- **WORK TO DO**:
Rewrite the stretch from the line containing "of the grey" through the final line, changing "grey cloud layer" to "gray cloud layer" and keeping everything else the same. Give only those lines.

- **RECORDS PROVIDED**:
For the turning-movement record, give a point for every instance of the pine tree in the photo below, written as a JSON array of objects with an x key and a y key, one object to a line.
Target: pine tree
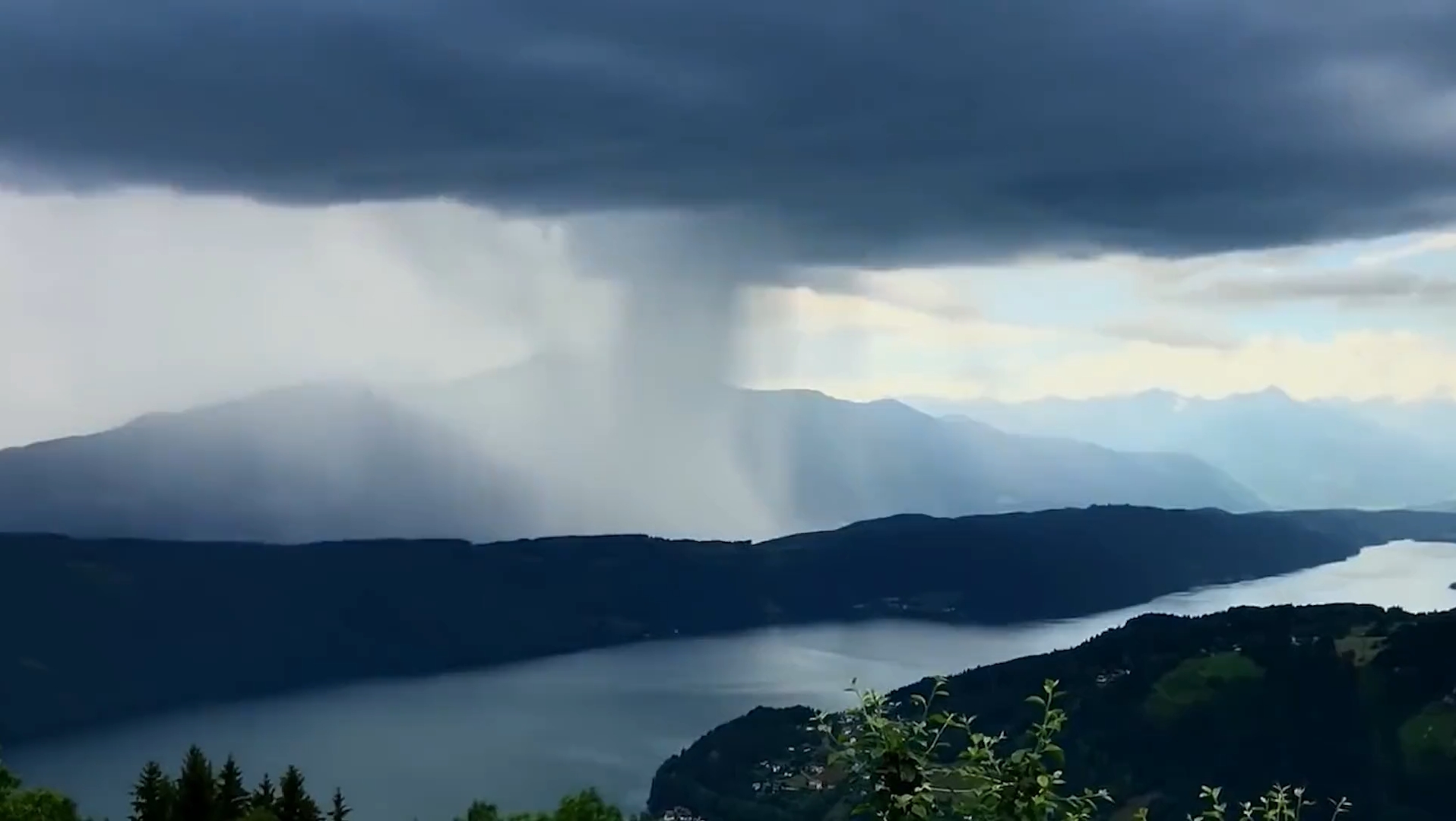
[
  {"x": 152, "y": 795},
  {"x": 294, "y": 803},
  {"x": 197, "y": 789},
  {"x": 232, "y": 795},
  {"x": 265, "y": 797},
  {"x": 340, "y": 811}
]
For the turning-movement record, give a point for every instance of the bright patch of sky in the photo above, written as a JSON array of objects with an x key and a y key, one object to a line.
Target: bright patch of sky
[{"x": 117, "y": 305}]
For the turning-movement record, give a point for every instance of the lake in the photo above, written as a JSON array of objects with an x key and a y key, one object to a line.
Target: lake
[{"x": 524, "y": 734}]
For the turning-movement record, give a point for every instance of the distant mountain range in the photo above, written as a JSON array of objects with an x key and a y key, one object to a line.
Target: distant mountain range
[
  {"x": 535, "y": 452},
  {"x": 1292, "y": 455},
  {"x": 101, "y": 620},
  {"x": 294, "y": 464}
]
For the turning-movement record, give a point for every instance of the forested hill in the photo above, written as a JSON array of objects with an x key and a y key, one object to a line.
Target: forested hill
[
  {"x": 109, "y": 629},
  {"x": 1347, "y": 701}
]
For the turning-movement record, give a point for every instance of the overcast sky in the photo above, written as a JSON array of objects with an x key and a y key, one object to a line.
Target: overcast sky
[{"x": 941, "y": 198}]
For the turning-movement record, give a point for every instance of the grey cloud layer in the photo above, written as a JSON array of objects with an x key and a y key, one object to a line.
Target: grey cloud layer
[
  {"x": 872, "y": 130},
  {"x": 1352, "y": 287}
]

- **RESPONSE TO THE TASK**:
For the turning-movement record, give a point for every instance of the gray cloud layer in the photo above, written as a JSON array of objects with an x key and a y key, one object to a line.
Target: gray cloud layer
[
  {"x": 872, "y": 130},
  {"x": 1352, "y": 287}
]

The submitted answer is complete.